### EXCERPT PROVIDED

Can you elaborate on your usecase for using unstable, while still wanting the stability? Then perhaps we can come up with a reasonable solution here.

As I said above: I’m helping flush out issues early, before they hit next stable. The reasonable solution is to recognize, that our stable users will also be hit by the same breakage that we are, only delayed, and that there is little qualitative difference between the channels, except for maturity.

Just going “why don’t you just use stable then?” completely misses that point.

@raboof

Please do not see this as “taking the L”

Why not? I started a fight. I thought it was about stability of our user experience. Turns out it was also about the tone we find acceptable. I don’t have a problem with changing my approach and “losing” some of the sass, if it means that the community wins in civility. I only ask that we still take this issue seriously, even if I roll off the gas.

the particular case that triggered this thread seemed fairly reasonably considered, though?

Hard disagree. As detailed above, it was the most egregious case, I’ve seen in a long time:

  • It removed working options for security reasons, even though they could be configured safely
  • It introduced a submodule in its place, in a way that prevented both proper error message and any type of backwards compatibility, even as an afterthought [1]
  • It seems to have done this in a paradoxical way, where
    • we’re done after migrating internal users, because external users should expect to be broken on unstable
    • we’re so concerned about our external user’s security, even after having migrated all internal users, that we can’t let them have their toys any more, not even with a warning. are we realizing that this way, we’re disincentivizing users from upgrade, which is even worse for security?

Perhaps ‘declarative’ was the wrong word to use, but did you really not understand what I was writing here?

I can see your hands, waving, but I actually don’t know precisely what your point is here. Is it “because we can detect a certain class of breakage (that which produce eval errors) earlier, it’s more acceptable to break our users”?

postponing your update

That goes exactly to the heart of the issue: Why is the NixOS security team deciding for me, that I can’t get my latest CVE fixes, before having reviewed all uses of fcgiwrap in my systems? In the name of fixing a local privilege escalation?

FFS! Local root exploits are a dime a dozen. Those should never hold up more important security fixes!

The maintenance burden […] all those should keep working […] do they share code

I agree that those aren’t easy problems. I’ll stand by my point that if we just stopped breaking things, then the maintenance burden will be a lot less than what should be expected, judging based on other systems.

I take some issue with your implication that anybody who disagrees with you must just not be very experienced.

Oh plenty more experienced people will disagree with me on any number of things. Just not about stability, because people who don’t value that, tend to burn out and change carreer. [2]

Also, I am taking issue with your implication that I’m in any way looking down at or thinking less of somebody inexperienced. If anything, I want to help them avoid some of the mistakes I’ve seen and made myself.

######
### LISTED ENTRIES

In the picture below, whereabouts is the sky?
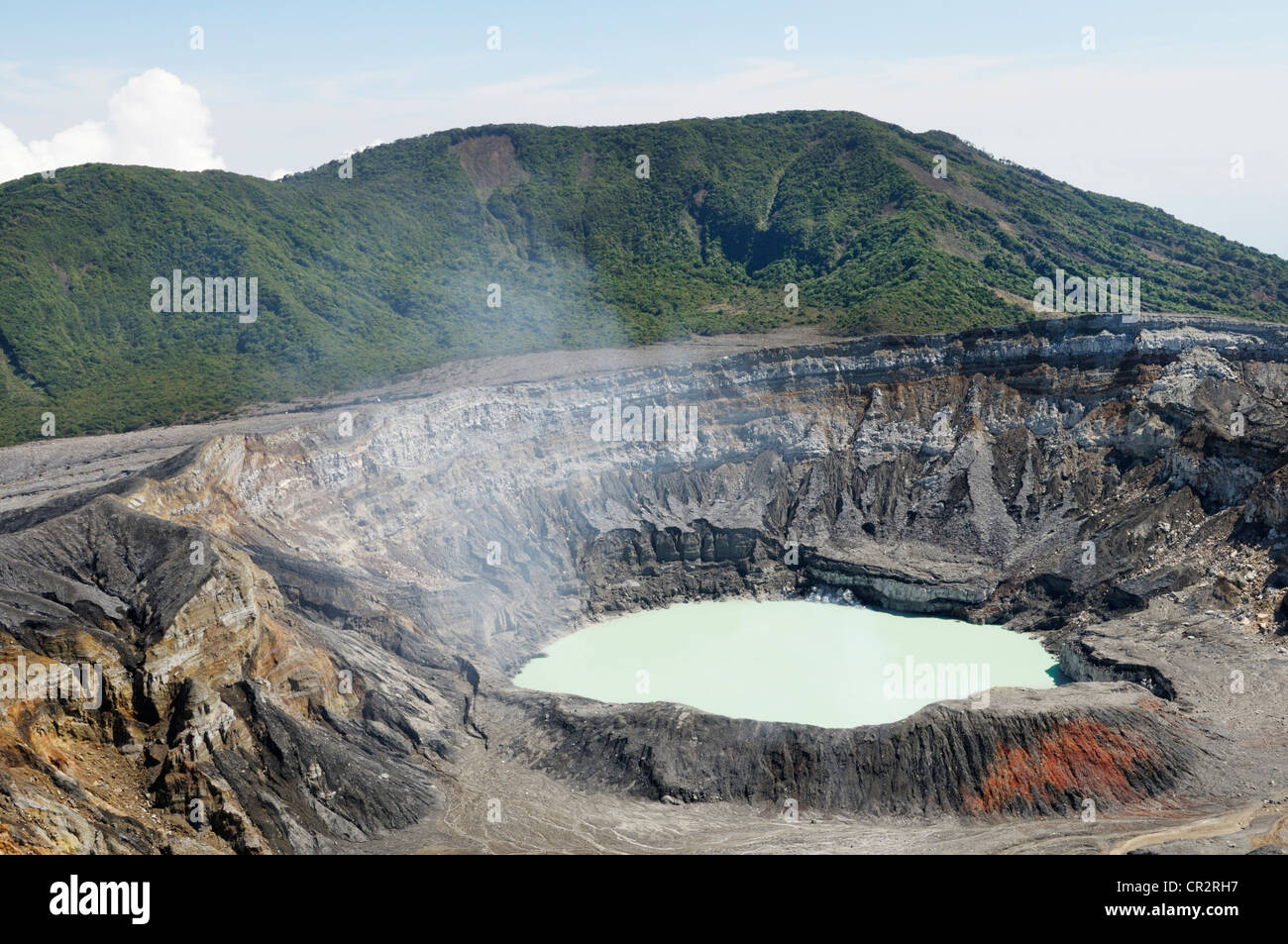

######
### LISTED ENTRIES

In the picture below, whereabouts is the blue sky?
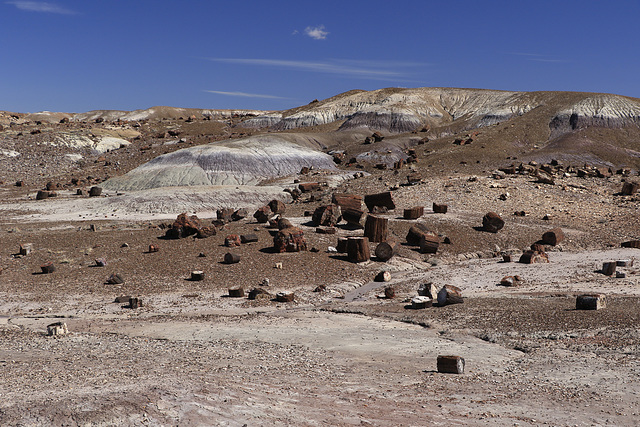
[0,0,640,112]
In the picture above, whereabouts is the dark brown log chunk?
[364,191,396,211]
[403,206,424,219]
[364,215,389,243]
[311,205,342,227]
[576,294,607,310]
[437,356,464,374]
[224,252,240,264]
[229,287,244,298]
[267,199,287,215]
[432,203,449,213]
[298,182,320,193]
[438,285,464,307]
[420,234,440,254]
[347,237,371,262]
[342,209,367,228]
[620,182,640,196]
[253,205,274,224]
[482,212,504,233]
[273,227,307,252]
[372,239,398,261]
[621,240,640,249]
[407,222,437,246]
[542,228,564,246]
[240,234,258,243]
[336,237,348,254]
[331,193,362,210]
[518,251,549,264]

######

• [REQUIREMENT 1]:
Do these statements agree with the NixOS stability discussion? Answer yes or no for each, quoting the discussion's exact words that settle it. (a) The writer says the change removed working options for security reasons. (b) The writer treats local root exploits as rare. (c) The writer claims no experienced person would disagree with them on any topic.
• [REQUIREMENT 2]:
Extend the NixOS stability discussion, picking up after its final sentence.
The records have no connection to the text and were taken from elsewhere.

• [TASK RESPONSE 1]:
(a) Yes: "It removed working options for security reasons, even though they could be configured safely"
(b) No: "Local root exploits are a dime a dozen."
(c) No: "Oh plenty more experienced people will disagree with me on any number of things."

• [TASK RESPONSE 2]:
@polygon

If that is your end goal, I’d immediately stop maintaining.

With respect, but issuing all-or-nothing threats like this makes me question if your current level of involvement is at a healthy place. If you need someone to talk to, my DMs are open.

I have scaled back my own involvement with NixOS at various points, where I noticed that I cared “too much” for it to be healthy, and now that I’m feeling better about it, I’m back. Hello. Most of my old stuff still works and that’s how I like it.

@srd424

would it also be possible / worth introducing a separate of ‘backcompat’ modules translating old options to new? This way they’d be out of the main code base, and could be maintained by those with more interest in long-term backward compatibility?

This is a sensible approach IMO, also because it would allow overburdened maintainers to have a place to move what they’d consider “legacy” to, while still keeping half an eye on avoiding unnecessary breakage.

@b-m-f

If security concerns can arise, we would need some mechanism to warn of this when the configuration is being evaluated, no? Any ideas how to solve this in code @bendlas?

We could handle that the same way as we handle e.g. outdated electron or node versions: By blacklisting, while allowing users to whitelist the known-insecure thing back.

There is also a NixOS option for warnings.


[1] btw, I think implementing services.<service>.<instance> instead of services.<service>.instances.<instance> has repeatedly caused issues. I think that could be something to put in an RFC, to always leave room for top-level options in services.

[2] yes, of course, there are nuances, especially in a project as big as NixOS, which is why I’m careful to qualify with stuff like “unless absolutely necessary” and “where is the line”. Also, I believe @raboof when they say they have extensive experience providing compatibility, not all of it good, but given how fast people seem to be with defending unnecessary breakage, I don’t think we’re erring on that side right now.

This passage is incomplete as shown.